• _WRITTEN PROBLEM_: Can you reproduce the rows below word for word, omitting the pictures?

#####

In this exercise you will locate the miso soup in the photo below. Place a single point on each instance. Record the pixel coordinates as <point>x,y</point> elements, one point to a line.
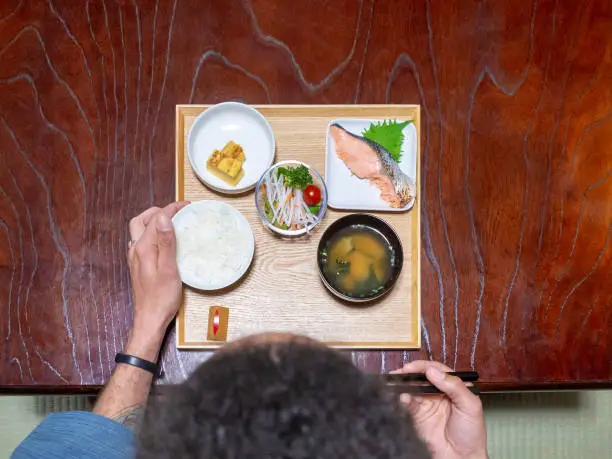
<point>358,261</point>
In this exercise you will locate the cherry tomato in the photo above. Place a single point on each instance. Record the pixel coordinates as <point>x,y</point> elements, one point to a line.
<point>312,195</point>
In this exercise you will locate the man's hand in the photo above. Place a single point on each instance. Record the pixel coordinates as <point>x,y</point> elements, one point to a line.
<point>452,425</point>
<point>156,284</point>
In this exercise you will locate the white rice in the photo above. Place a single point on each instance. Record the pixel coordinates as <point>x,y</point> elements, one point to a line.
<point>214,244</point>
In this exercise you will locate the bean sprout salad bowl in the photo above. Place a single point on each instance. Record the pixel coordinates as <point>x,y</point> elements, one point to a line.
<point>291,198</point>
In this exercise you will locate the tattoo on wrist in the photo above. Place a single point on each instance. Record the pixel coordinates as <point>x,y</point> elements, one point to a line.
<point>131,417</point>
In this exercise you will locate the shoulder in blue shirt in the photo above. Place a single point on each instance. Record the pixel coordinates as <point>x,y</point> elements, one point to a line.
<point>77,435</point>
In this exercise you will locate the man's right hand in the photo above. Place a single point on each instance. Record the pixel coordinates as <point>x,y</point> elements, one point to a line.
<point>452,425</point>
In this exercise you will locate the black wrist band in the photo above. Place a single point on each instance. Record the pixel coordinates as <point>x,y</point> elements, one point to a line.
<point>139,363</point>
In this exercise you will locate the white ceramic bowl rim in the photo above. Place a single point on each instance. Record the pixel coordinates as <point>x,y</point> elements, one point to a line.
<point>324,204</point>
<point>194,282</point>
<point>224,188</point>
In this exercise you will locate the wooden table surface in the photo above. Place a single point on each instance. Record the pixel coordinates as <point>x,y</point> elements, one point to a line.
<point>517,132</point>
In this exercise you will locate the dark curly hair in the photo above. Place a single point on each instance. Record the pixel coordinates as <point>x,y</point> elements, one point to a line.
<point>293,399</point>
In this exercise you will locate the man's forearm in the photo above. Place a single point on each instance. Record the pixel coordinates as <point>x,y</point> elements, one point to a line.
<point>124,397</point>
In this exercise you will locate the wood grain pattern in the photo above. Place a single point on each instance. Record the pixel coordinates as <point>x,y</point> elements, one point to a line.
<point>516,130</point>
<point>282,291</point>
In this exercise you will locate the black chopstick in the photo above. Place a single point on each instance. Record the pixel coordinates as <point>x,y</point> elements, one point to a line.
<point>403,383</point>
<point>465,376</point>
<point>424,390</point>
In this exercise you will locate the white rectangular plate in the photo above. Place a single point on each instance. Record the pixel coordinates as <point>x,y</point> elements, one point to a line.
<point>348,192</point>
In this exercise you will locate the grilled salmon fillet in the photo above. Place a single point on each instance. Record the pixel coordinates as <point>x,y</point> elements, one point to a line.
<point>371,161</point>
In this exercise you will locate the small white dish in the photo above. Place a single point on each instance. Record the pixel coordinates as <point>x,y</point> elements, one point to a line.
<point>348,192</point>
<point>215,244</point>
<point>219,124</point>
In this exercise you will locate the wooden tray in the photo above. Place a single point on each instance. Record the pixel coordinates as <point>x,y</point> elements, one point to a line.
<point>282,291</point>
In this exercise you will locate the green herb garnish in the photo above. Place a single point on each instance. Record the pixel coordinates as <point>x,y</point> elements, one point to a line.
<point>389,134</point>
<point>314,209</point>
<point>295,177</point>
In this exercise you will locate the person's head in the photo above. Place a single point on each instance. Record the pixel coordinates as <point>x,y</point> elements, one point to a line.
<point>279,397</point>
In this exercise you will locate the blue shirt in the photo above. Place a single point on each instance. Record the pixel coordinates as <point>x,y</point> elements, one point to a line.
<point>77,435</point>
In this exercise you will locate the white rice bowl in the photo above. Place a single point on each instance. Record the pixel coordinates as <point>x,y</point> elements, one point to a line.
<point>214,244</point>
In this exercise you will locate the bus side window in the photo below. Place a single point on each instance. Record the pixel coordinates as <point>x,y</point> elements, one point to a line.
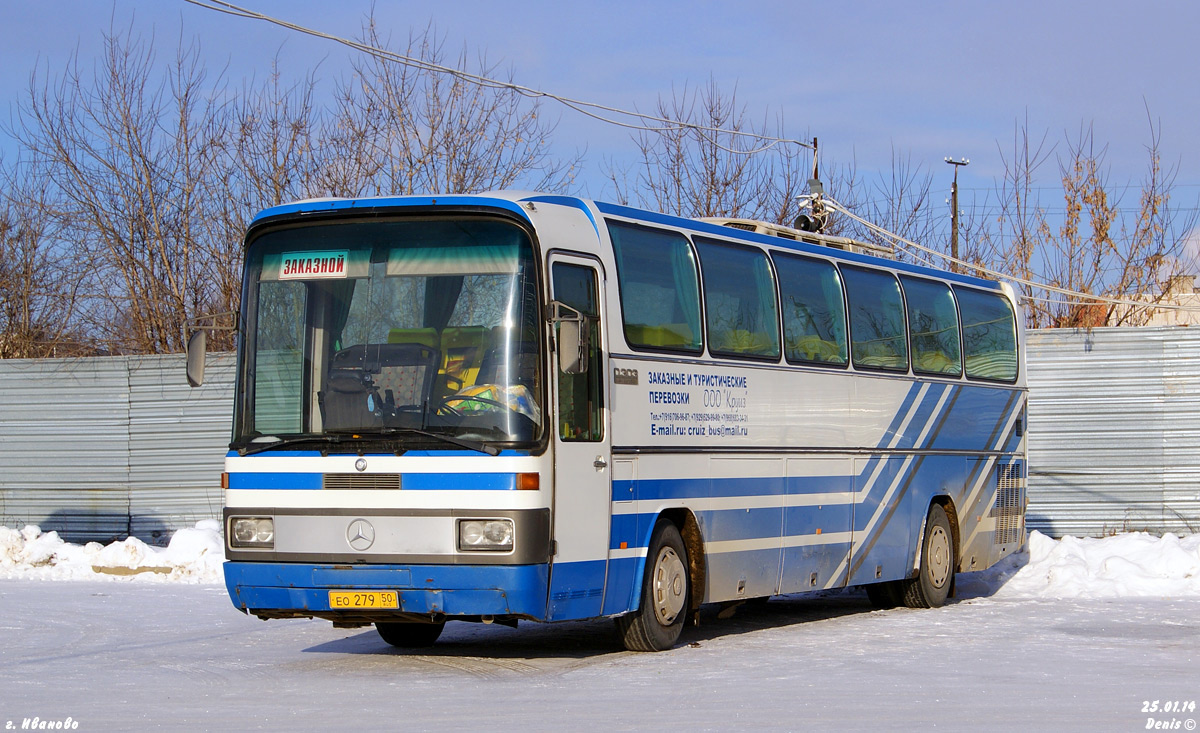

#####

• _SOLVED PROBLEM_:
In this exercise you will locate the miso soup in the photo below. Place a single point on each instance. Record the pixel coordinates as <point>x,y</point> elements, one point to a line.
<point>358,261</point>
In this exercise you will locate the cherry tomato in the photo above. Place a single point on each instance. Record the pixel coordinates as <point>x,y</point> elements, one point to a line.
<point>312,195</point>
In this exercise you will locate the man's hand in the photo above. Place a single point on each instance. Record the pixel coordinates as <point>x,y</point> elements, one point to a line.
<point>452,425</point>
<point>156,284</point>
In this exercise you will locate the white rice in the photo above. Place a single point on each instance. Record the pixel coordinates as <point>x,y</point> elements, one point to a line.
<point>214,244</point>
In this exercise you will locate the bean sprout salad bowl in the photo above. Place a single point on each instance. Record the pixel coordinates as <point>x,y</point> elements, one point to a line.
<point>291,198</point>
In this exercise you will locate the tattoo on wrist in the photo above. Place a single point on each instance. Record the pixel coordinates as <point>x,y</point> elements, one point to a line.
<point>131,417</point>
In this exercise you will locate the shoulder in blue shirt in the photo above. Place a single point on each instance. Record the pixel coordinates as <point>x,y</point> elements, one point to a line.
<point>77,435</point>
In this exercise you will locate the man's right hand in the photo above. Place a single point on each instance. Record the pixel coordinates as <point>x,y</point> elements, one point to a line.
<point>452,425</point>
In this exercise you will locate the black wrist band in the photo above. Place a single point on each instance. Record the pixel coordinates as <point>x,y</point> elements, one point to a line.
<point>139,363</point>
In this exercise you will locate the white ceramic bowl rim in the photo above. Place a single point on each instance. Record the pixel coordinates as <point>x,y</point> elements, one point to a line.
<point>324,204</point>
<point>194,282</point>
<point>224,188</point>
In this exercise you will locate the wooden table surface in the photo above. Place a single point on each instance. Record the pixel coordinates as <point>x,y</point> elements, one point to a line.
<point>517,132</point>
In this exercise you will locate the dark curly hair in the photo above. Place a single point on each instance. Record the pixel coordinates as <point>x,y</point> elements, one point to a line.
<point>293,399</point>
In this exercise you will locate the man's forearm in the photo above. Place a single point on each instance. Record the pixel coordinates as <point>x,y</point> elements, one point to a line.
<point>124,397</point>
In this exercise you will locate the wood grain pattern in the photo above. Place a single point on each instance. Record the pixel coordinates as <point>x,y</point> elements, one point to a line.
<point>516,130</point>
<point>282,291</point>
In this exercise you will locate the black chopstick in the photo above. Place a single point on each instance. Record the pixel coordinates as <point>x,y</point> elements, one point to a line.
<point>403,383</point>
<point>465,376</point>
<point>424,390</point>
In this exercise you will locate the white rectangular plate in the photo above. Place a single point on each instance. Record the pixel coordinates as <point>x,y</point> elements, one point to a line.
<point>348,192</point>
In this exercise you will locate the grilled salmon fillet in the photo above. Place a single point on each instance. Record the pixel coordinates as <point>x,y</point> elements, one point to a line.
<point>371,161</point>
In this exercise you will locate the small white dish in the photo above. Place a single point on each instance. Record the pixel coordinates as <point>x,y</point> elements, one point to a line.
<point>348,192</point>
<point>215,244</point>
<point>219,124</point>
In this exercise you will locate the wooden tray in the photo above. Place a single point on each instance. Record the pixel coordinates as <point>x,y</point> elements, one point to a line.
<point>282,291</point>
In this exercise you will locate the green herb garnish in the photo above. Place a single point on each instance. Record the pixel coordinates as <point>x,y</point> elements, one point to a line.
<point>389,134</point>
<point>314,209</point>
<point>295,177</point>
In this exercise you will locate the person's head in the photo above. Place a single point on each instance. Record the pixel coordinates as <point>x,y</point> elements, one point to a line.
<point>279,397</point>
In this exercise you will locate the blue shirt in the photo above. Place a single point on each instance. Record the pixel coordinates as <point>x,y</point> elements, one point to a line.
<point>77,435</point>
In this exercise you will locate the white rice bowl in the photo above. Place a single point on each instance. Record the pixel coordinates as <point>x,y</point> elements, one point to a line.
<point>214,244</point>
In this exercise you will locate the bus side window in the photo below. Place a single point on each instance. Record the pixel coordinates as <point>x,y</point> elements, one point to a line.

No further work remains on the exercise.